» **TASK REQUIREMENTS**
Reproduce the data word for word, starting at its first line and ending at the line that contains "fill-rule: evenodd", with both of those lines included.

+--

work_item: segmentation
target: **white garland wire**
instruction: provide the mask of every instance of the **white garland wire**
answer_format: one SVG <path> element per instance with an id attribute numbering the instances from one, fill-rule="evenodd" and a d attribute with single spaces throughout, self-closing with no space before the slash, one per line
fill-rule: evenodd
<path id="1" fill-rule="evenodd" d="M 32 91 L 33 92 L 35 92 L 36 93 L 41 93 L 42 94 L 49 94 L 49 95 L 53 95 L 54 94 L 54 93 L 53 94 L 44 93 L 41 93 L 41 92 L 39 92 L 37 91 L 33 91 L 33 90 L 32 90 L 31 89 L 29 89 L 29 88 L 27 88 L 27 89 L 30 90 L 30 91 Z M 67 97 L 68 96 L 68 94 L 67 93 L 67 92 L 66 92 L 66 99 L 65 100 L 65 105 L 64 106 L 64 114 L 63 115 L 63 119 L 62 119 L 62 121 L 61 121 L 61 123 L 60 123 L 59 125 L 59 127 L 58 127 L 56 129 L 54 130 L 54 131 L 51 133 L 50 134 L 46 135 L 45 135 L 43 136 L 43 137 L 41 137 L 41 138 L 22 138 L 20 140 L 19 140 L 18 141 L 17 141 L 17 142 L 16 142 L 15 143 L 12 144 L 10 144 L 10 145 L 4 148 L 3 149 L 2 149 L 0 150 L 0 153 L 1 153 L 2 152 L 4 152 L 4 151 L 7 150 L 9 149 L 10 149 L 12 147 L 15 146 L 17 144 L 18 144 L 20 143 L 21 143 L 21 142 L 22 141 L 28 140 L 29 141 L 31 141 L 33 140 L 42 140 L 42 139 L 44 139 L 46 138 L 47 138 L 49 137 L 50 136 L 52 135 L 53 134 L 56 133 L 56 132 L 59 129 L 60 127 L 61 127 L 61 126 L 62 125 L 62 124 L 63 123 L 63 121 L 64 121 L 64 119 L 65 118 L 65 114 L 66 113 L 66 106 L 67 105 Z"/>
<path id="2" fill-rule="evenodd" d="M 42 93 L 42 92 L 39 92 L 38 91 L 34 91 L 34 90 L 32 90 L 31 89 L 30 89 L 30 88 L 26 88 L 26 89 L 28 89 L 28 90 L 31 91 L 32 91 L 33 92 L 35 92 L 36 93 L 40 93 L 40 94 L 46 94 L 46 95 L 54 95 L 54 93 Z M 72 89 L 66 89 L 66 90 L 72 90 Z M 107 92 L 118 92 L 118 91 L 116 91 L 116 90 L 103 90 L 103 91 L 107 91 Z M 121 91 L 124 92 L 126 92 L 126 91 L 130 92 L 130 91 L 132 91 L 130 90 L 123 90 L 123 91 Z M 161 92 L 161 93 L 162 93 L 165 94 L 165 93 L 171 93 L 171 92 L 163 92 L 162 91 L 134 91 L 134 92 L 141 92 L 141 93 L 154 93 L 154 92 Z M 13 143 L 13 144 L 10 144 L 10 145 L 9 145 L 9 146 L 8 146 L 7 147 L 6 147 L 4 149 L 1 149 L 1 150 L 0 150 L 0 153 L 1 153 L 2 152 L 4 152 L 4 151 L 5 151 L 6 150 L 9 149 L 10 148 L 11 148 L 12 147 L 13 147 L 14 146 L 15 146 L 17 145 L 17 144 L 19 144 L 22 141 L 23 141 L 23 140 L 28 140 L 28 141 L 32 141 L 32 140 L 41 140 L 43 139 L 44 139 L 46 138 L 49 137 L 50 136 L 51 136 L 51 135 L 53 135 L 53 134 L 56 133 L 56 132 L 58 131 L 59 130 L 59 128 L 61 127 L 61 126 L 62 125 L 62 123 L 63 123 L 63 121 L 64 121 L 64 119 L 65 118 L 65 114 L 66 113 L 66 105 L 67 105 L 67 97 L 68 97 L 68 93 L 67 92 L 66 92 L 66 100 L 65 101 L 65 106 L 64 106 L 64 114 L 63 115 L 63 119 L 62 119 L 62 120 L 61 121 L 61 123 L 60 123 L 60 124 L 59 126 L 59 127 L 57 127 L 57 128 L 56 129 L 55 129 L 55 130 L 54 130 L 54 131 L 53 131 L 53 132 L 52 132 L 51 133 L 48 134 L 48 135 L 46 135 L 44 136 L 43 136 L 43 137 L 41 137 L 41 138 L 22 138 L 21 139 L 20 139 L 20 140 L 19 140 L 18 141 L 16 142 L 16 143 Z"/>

+--

» **EXERCISE ANSWER**
work_item: segmentation
target: **white garland wire**
instruction: provide the mask of every instance of the **white garland wire**
answer_format: one SVG <path> element per instance with an id attribute numbering the instances from one, fill-rule="evenodd" and a d attribute with single spaces throughout, self-closing with no space before the slash, one per line
fill-rule: evenodd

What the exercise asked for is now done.